Excerpts from a pointing dataset

--------------------------------

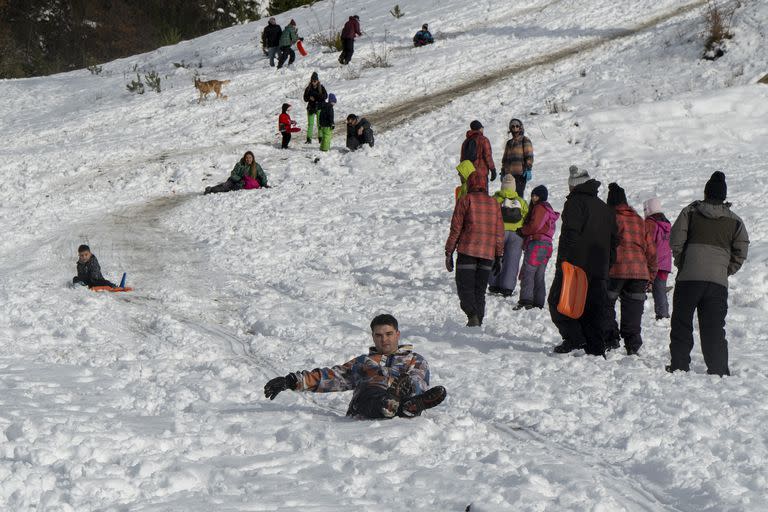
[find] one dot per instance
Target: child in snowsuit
(635, 267)
(326, 122)
(315, 95)
(391, 380)
(538, 230)
(513, 211)
(88, 269)
(660, 226)
(286, 126)
(246, 174)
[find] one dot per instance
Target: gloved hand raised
(496, 268)
(449, 261)
(278, 384)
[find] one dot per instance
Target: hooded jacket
(588, 236)
(484, 160)
(477, 228)
(500, 196)
(636, 253)
(351, 28)
(366, 370)
(518, 155)
(541, 222)
(709, 242)
(661, 228)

--------------------------------

== Description of the task ==
From the records above, pull out each line that contains the string "Target" and list those lines.

== Response to the task ==
Target: child in snowsuit
Target: gloved hand raised
Target: hooded jacket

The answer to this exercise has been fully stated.